Task to carry out: Reproduce the passage of the Stoke Lodge text below between "Many of the" and "the hardest fought-for!", inclusive.

We need to talk about Stoke Lodge



A new Village Green! What does that mean?

Stoke Lodge Playing Field is the UK’s newest Village Green. Registration is a very significant event, crowning years of commitment by our community to safeguarding open public access to this much-loved and historic parkland. Registration means it will be safe from development for ever.  

There is no national database of registered greens, although the Open Spaces Society estimates that there are around 3650 of them in England and about 220 in Wales, covering about 8150 and 620 acres respectively. From those figures you can see that the average size is just 2-3 acres, although some are huge and some are tiny (like the little green island on Bramble Drive in BS9 which is 0.01 of an acre). They take many different forms, including a working quayside in Essex (despite the lack of any ‘green’ at all), and the area around the war memorial in Westbury-on-Trym. An elongated stretch of the Novers Common Village Green provides important additional protection to an ancient hedgerow along Novers Hill.

Many of the UK’s larger village greens were created in the 1960s and 70s following changes in legislation, and it’s fairly rare these days for a new village green of this size (around 22+ acres) to be created, although it does happen – in late 2022 North Somerset Council voluntarily registered a former golf course on the coast in Portishead, to save it from development. At 23 acres, Frampton-on-Severn has a slightly larger registered green than Stoke Lodge but this has several roads running through it. Closer to home, it might come as a surprise that 100+ acre partly-wooded Kingweston Down is a village green rather than common land or parkland. But in terms of more ‘traditional’ village greens, Stoke Lodge ranks among the largest undivided greens in the South West, as well as being the newest. It has certainly been one of the hardest fought-for!

The rollercoaster journey to have Stoke Lodge registered began with an application made in March 2011. Over the subsequent 12 years the journey has included a public inquiry, a judicial review, two further applications and finally a decision by Bristol City Council’s Public Rights of Way and Greens Committee on 28 June 2023, that the legal test for registration was met at Stoke Lodge in the years before the fence went up.

Is this finally the end of the road? Well, registration makes any further application for judicial review pointless, because the fence will have to come down (see below) and judicial review only looks at the process and whether a decision was properly made. If Cotham School went down this road then, even if they were successful in court, the decision would just come back to the Committee to be taken again – but the fence would no longer be there anyway. Only a court can now amend the register entry, if it considers it to be incorrect and deems it just to rectify the register. Any such court application would be expensive, risky and hard for Cotham School to justify making, since TVG status makes no difference to its ability to continue to use the land for PE (in the same way that it has done since 2000).

Source excerpt:
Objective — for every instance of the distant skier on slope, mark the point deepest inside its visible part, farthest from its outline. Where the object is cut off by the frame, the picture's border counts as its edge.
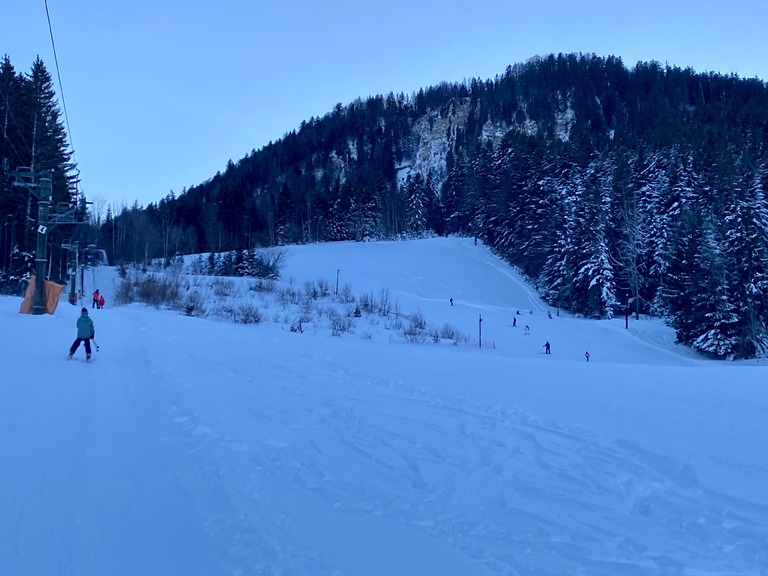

The completed task:
Many of the UK’s larger village greens were created in the 1960s and 70s following changes in legislation, and it’s fairly rare these days for a new village green of this size (around 22+ acres) to be created, although it does happen – in late 2022 North Somerset Council voluntarily registered a former golf course on the coast in Portishead, to save it from development. At 23 acres, Frampton-on-Severn has a slightly larger registered green than Stoke Lodge but this has several roads running through it. Closer to home, it might come as a surprise that 100+ acre partly-wooded Kingweston Down is a village green rather than common land or parkland. But in terms of more ‘traditional’ village greens, Stoke Lodge ranks among the largest undivided greens in the South West, as well as being the newest. It has certainly been one of the hardest fought-for!